Data extracted from a collection:
★ ★ ★ ★ ★

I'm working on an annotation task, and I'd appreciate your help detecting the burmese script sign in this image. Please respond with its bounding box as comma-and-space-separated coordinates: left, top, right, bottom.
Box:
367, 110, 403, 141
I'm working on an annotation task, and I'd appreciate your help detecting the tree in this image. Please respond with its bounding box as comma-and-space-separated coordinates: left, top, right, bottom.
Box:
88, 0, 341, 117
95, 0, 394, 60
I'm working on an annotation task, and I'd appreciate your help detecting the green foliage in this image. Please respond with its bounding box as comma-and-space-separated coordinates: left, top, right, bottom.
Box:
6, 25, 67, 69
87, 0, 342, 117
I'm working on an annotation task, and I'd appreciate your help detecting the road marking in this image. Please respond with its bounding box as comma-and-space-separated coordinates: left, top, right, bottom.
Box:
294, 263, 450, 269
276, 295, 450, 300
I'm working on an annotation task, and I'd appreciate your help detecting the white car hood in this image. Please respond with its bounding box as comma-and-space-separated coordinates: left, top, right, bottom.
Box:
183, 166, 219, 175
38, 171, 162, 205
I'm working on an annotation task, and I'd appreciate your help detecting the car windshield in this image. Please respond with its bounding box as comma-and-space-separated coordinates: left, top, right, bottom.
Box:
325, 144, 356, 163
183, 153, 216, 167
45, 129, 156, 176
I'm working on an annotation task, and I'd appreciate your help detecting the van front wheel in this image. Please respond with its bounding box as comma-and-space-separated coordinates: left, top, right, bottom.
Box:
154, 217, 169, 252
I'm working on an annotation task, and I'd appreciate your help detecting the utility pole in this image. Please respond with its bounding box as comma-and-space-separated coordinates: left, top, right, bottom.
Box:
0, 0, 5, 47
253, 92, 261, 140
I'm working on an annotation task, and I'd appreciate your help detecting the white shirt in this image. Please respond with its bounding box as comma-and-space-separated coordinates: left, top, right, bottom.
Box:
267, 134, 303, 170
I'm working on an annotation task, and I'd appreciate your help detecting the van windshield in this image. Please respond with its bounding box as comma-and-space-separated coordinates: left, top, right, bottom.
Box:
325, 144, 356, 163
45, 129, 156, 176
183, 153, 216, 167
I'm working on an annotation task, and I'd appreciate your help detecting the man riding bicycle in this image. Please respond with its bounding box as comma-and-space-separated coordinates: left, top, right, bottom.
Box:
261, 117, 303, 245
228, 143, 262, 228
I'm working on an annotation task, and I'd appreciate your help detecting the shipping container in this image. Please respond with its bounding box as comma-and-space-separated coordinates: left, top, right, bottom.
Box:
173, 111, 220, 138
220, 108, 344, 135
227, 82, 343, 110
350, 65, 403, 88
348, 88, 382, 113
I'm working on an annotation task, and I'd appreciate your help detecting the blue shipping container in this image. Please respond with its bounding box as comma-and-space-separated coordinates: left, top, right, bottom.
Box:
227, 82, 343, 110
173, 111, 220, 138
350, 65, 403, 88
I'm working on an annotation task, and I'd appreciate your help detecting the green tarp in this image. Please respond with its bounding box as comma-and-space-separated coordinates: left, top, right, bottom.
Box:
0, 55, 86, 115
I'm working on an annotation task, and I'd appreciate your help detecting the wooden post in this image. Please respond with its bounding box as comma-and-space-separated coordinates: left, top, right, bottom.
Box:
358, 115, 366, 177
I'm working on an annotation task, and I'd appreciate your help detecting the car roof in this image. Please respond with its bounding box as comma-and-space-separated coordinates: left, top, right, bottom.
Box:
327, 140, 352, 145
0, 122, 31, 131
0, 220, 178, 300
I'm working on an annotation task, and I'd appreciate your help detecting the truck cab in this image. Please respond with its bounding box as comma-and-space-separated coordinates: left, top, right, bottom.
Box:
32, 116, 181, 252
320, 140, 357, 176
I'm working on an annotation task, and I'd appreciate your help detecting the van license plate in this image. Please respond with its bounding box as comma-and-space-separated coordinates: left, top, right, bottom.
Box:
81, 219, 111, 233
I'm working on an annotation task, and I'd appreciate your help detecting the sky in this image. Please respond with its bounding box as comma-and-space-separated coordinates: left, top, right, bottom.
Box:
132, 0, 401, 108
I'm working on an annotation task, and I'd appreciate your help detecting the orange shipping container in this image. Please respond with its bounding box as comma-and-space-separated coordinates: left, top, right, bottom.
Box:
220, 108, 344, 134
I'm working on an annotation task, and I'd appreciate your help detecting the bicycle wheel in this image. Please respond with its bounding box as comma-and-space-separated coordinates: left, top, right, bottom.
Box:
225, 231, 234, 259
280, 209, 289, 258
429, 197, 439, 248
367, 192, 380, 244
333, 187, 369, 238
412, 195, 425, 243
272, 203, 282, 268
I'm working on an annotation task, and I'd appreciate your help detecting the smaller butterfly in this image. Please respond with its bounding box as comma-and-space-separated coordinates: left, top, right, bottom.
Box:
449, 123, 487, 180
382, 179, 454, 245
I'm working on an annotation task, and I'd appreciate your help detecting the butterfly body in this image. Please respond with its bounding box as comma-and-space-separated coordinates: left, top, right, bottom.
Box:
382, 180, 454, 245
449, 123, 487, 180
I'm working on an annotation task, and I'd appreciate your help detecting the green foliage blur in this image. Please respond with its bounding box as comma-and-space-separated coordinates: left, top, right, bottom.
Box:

★ ★ ★ ★ ★

*What to do*. Starting with the line that contains "the car roof", return each line through the last one of the data above, exactly as written and nothing more.

*Output below*.
I'm working on an annotation task, and I'd appreciate your help detecting the car roof in this image. Please respond with its bounding box as comma-and-space-separated coordinates: left, top, right, bottom.
Box:
327, 140, 352, 145
0, 122, 31, 131
0, 220, 178, 300
I'm working on an annotation task, and I'd appreciate your help detecting the truck cab in this image. Please respond with its bounding box as comma-and-space-separated coordinates: left, top, right, bottom.
Box:
32, 116, 181, 252
320, 140, 357, 176
I'm working on an annotation task, and I'd appreciate your help detecting the van license plate in this image. Please respond with its bounding box as comma-and-space-separated coordinates: left, top, right, bottom.
Box:
81, 219, 111, 233
I'm working on an annotation task, and I'd appreciate your help detecting the sky in this image. Please respond with its bounding box as comma-and-space-separated coordinates: left, top, right, bottom.
Box:
132, 0, 401, 108
I'm working on an annotation task, and I'd appreciate your help detecting the orange shipping container in this image. Please respond with its bounding box as comma-and-space-separated coordinates: left, top, right, bottom.
Box:
220, 108, 344, 134
I'm working on an annotation task, and I'd appreciate your help detecting the bicycle wheel in this image. Please respond with its bounding box as comma-and-space-separated coordinates: left, top, right, bottom.
Box:
225, 231, 234, 259
280, 209, 289, 258
429, 197, 439, 248
367, 192, 380, 244
333, 187, 369, 238
412, 195, 425, 243
272, 203, 282, 268
I'm working on an annotation task, and I'd appreciate your help detecting the smaller butterfly in this image. Please respond with its bounding box as comma-and-space-separated coordinates: left, top, right, bottom.
Box:
449, 123, 487, 180
382, 179, 454, 245
I'm working on an annotation task, and I'd appreciate your help detecting the butterfly body in this image. Please respond with its bounding box as comma-and-space-separated coordinates: left, top, right, bottom.
Box:
382, 180, 454, 245
449, 123, 487, 180
I'm working on an annotation task, and I'd appreciate your help detecting the green foliage blur in this image. Please respond with its bounding box as comma-and-space-separated coordinates: left, top, right, bottom.
Box:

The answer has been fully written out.